» **EXTRACTED TEXT**:
- Opening Delimiter -
There is Latin blues; I think of Misa Creolla. Manuel Ponce’s Mexican blues reminded me of something we all know, something we may need to remind to ourselves: American jazz musicians in Paris influenced French composers and French music influenced the Americans. Ponce studied with Boulanger.

In measure 4 of Manuel Ponce’s Sonata for Guitar and Harpsichord, the guitar instates on a focal set class –
[ 0 2 7 ] – a subset of the dominant 9 chord. The opening phrase in the guitar instates 027 [EAB] extends it, adding a C natural, and returns to a re-disposed, unadulterated 027 .

I don’t remember the exact term, but the dominant 9 is the…Morris vector(?) for the entire piece. Ponce’s Sonata for Guitar and Harpsichord is a most *public* manifestation of that Morris vector concept because the large set and the subsets are all well known coins of the realm.

The domiant 9 is 3/5ths consecutive members of the 5th cycle: 4/5ths consecutive members of the whole tone scale; 3/5ths consecutive minor thirds. The guitar dramtizes the 5th cycle on beat 4 of measure 4. (See the opening of the Beatles, “Mother Nature’s Son”. I write about it somewhere.)
- Closing Delimiter -
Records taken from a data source
- Opening Delimiter -
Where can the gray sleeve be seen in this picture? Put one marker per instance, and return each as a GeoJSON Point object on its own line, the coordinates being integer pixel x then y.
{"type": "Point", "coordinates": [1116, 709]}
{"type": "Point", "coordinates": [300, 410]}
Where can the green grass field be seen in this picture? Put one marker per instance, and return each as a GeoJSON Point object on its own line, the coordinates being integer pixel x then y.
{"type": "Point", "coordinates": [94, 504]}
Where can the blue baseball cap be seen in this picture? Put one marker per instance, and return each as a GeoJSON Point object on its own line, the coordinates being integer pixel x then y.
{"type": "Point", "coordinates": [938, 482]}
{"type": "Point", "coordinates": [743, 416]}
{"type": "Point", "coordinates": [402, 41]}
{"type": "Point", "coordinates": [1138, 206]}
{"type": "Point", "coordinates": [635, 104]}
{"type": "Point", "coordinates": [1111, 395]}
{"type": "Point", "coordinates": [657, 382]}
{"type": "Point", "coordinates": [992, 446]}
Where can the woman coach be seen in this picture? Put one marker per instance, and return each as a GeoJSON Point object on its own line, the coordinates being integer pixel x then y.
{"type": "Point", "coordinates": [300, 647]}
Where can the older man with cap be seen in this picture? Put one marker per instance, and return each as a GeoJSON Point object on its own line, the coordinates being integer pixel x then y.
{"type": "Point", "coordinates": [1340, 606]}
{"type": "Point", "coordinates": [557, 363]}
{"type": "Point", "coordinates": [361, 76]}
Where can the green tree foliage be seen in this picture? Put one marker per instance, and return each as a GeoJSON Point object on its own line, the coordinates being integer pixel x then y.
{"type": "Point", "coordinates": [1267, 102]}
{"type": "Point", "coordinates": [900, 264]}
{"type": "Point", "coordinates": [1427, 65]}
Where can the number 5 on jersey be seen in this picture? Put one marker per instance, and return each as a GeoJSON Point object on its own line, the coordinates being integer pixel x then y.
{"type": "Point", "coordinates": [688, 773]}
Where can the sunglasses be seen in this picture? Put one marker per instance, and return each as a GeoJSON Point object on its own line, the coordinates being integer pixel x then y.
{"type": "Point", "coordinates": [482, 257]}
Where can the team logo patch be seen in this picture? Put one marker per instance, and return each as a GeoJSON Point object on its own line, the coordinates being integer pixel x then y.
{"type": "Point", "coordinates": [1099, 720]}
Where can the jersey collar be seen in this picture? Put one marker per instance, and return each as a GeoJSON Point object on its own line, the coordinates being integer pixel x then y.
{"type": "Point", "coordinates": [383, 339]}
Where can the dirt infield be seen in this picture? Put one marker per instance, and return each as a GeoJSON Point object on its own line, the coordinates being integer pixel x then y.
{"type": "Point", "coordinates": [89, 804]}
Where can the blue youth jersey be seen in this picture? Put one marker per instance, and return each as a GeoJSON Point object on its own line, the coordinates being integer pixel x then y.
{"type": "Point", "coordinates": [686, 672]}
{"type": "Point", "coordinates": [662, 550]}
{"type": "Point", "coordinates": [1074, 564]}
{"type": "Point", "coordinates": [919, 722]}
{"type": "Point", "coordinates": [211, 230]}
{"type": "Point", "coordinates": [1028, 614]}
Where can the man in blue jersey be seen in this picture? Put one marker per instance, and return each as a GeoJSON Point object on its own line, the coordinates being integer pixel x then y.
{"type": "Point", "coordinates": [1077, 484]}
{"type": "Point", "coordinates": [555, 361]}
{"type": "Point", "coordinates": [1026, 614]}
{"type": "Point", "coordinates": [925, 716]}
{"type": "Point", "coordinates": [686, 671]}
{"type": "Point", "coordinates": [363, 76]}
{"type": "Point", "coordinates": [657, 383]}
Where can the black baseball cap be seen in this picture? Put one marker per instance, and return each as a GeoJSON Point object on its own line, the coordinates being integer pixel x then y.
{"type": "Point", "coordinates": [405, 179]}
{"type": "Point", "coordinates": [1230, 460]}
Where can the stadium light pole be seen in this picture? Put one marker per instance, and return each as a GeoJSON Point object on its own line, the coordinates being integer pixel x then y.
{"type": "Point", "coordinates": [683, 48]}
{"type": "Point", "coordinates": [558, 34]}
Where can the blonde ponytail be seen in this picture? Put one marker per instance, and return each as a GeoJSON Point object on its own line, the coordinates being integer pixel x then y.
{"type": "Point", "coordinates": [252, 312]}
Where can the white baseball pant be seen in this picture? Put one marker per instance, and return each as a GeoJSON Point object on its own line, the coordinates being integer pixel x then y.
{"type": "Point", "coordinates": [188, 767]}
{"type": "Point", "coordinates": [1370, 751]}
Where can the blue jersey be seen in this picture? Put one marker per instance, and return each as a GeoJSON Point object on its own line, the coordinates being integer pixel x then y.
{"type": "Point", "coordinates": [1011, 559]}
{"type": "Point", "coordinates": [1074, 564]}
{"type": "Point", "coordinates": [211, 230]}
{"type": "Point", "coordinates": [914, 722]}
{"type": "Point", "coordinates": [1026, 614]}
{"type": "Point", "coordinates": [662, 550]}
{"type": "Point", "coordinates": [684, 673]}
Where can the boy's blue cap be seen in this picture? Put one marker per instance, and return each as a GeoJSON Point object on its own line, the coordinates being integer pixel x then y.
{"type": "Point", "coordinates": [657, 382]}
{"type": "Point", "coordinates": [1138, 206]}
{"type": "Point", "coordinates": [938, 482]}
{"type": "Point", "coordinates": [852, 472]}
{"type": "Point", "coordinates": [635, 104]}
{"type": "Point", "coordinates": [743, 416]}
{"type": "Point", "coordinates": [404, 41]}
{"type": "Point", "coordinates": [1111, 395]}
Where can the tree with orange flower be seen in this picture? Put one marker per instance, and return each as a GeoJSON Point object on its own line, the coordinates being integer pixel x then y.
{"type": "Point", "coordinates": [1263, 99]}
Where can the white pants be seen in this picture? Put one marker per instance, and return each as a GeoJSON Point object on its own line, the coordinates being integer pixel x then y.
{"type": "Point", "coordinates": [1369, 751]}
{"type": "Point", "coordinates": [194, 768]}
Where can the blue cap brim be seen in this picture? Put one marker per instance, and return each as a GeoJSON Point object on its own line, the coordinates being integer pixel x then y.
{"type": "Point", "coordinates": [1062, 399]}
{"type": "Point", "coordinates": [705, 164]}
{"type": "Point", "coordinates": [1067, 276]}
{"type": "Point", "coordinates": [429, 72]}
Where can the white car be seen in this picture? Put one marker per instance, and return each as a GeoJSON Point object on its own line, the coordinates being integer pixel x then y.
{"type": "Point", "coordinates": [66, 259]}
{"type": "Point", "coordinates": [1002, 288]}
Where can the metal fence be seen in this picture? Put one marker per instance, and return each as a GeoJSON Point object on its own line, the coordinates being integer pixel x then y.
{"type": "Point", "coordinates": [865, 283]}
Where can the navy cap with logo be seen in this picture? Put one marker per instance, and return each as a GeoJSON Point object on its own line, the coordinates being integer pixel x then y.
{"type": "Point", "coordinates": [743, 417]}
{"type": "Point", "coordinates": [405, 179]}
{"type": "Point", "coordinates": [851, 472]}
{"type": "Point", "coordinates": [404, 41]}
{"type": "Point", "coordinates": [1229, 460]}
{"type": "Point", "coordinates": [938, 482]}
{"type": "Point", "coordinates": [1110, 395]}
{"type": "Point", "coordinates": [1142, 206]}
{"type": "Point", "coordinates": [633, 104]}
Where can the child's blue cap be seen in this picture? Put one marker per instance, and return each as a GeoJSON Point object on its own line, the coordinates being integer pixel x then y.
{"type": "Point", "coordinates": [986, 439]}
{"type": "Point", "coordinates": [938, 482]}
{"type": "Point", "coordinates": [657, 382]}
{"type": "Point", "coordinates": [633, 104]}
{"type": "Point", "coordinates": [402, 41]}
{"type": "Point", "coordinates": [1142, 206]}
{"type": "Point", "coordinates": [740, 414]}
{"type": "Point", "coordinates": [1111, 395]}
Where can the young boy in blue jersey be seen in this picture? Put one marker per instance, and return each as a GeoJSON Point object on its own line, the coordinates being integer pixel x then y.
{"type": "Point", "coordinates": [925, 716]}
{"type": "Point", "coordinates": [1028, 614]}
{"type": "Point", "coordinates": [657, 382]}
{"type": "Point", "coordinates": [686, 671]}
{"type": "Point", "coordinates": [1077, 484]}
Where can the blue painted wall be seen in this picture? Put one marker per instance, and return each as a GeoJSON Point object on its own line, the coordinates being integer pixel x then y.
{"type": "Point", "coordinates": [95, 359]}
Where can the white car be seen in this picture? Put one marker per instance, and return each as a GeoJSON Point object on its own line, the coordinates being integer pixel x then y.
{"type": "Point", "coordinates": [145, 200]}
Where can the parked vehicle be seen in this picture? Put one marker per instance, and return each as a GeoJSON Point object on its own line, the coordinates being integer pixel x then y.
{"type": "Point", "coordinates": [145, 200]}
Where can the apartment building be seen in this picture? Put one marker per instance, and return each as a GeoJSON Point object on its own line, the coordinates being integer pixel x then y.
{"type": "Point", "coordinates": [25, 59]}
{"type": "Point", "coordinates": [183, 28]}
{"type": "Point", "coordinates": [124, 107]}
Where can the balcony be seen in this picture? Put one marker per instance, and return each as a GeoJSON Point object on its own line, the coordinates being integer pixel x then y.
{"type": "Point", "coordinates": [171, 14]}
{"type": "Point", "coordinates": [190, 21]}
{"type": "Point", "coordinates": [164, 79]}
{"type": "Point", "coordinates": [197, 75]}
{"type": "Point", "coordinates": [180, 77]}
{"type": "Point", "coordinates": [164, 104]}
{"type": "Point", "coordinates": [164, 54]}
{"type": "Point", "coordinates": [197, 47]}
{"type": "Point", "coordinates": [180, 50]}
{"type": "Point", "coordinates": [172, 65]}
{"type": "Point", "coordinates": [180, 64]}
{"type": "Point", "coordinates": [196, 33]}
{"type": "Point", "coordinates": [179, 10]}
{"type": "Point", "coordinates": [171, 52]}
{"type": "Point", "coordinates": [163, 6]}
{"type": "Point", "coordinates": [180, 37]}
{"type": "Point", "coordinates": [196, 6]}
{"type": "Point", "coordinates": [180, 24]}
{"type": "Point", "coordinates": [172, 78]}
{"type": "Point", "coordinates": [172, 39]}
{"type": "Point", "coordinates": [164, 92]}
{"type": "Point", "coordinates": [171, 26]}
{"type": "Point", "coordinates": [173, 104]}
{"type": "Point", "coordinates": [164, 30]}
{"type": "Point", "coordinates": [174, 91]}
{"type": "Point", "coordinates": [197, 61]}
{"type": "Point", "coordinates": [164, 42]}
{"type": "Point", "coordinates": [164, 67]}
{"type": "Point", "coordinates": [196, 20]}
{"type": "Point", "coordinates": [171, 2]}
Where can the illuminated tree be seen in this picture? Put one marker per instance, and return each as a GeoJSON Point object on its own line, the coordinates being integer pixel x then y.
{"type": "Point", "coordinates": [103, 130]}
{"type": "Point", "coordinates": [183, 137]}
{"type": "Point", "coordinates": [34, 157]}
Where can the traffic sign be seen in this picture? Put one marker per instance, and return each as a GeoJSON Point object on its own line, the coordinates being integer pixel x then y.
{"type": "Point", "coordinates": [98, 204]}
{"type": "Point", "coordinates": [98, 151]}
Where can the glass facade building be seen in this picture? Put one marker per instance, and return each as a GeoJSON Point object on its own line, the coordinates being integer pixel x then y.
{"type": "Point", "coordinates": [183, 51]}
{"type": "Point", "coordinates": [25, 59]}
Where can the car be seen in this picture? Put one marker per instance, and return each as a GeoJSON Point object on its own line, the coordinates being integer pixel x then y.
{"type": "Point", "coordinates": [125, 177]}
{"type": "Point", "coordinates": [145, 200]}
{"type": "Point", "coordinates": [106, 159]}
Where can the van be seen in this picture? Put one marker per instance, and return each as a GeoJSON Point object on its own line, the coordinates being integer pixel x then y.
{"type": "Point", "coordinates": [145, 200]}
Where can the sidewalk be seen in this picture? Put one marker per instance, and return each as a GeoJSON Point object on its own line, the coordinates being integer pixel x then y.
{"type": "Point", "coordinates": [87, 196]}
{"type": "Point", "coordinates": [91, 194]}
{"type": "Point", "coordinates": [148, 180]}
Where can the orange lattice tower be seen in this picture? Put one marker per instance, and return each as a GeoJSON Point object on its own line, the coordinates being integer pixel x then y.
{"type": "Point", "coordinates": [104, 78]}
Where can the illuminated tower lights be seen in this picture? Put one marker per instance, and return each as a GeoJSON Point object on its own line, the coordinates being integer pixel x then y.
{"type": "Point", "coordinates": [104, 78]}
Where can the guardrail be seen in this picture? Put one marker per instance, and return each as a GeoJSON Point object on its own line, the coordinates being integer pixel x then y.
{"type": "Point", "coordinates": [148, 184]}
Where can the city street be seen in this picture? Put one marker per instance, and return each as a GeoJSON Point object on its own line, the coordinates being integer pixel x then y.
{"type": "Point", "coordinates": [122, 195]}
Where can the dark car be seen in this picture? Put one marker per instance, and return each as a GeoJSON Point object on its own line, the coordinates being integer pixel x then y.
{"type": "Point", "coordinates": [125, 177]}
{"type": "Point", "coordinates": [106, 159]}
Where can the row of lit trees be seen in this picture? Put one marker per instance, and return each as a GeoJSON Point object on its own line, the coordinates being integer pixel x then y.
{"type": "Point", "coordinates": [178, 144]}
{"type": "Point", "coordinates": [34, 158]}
- Closing Delimiter -
» **GOAL OF THE EXERCISE**: Carry on the commentary on Manuel Ponce's Sonata for Guitar and Harpsichord, starting after its last sentence. This material comes from a separate source, not from the text on Manuel Ponce's sonata.

» **RESULT**:
The chord on the third beat is bluesey in a typically Boulanger way. The dominant 9 chord on beat 4 leaves us feeling that two descending minor thirds feel bluesey, I contend. In this case the C natural on beat 3 making contact with the C# on beat 4 has a pungent bluesy quality that rubs off on the descending minor thirds. In other situations, the descending minor thirds can involve a bluesy cross-relation.

Ponce’s second movement is very bluesy. The third movement reinvents the set class story about 027, brilliantly.

Robert Fertitta reminds me that it was Robert Levin who came up with the ii with raised and lowered 5th. It was the exotic creature that confounded students at Purchase in the 80s. It is more exotic than the German +6 chord, but it is found in the wild. There’s one in Augustin Barrios’ Etude de Concert.

[I’m trying to reconstruct the minor v with 3 of I. Still unsuccessful.]

Robert Levin and his hand picked theory staff taught us that it was a mainstay of Boulanger’s teaching that all 12 transpositions of a dominant 7 chord can relate to one key. Or, one dominant 7 chord can relate to any key. Moreover, Boulanger taught that the 6/4 chord is so powerful that it can affect our peception of the chord succeeding *or preceding it* (!!). The Dominant 7 chords is almost as powerful.

Glenn Alexander, the jazz guitar wizard of the Sarah Lawrence Music Department, says the same; he remarked more than once in conversations that one dominant 7 can relate to any key.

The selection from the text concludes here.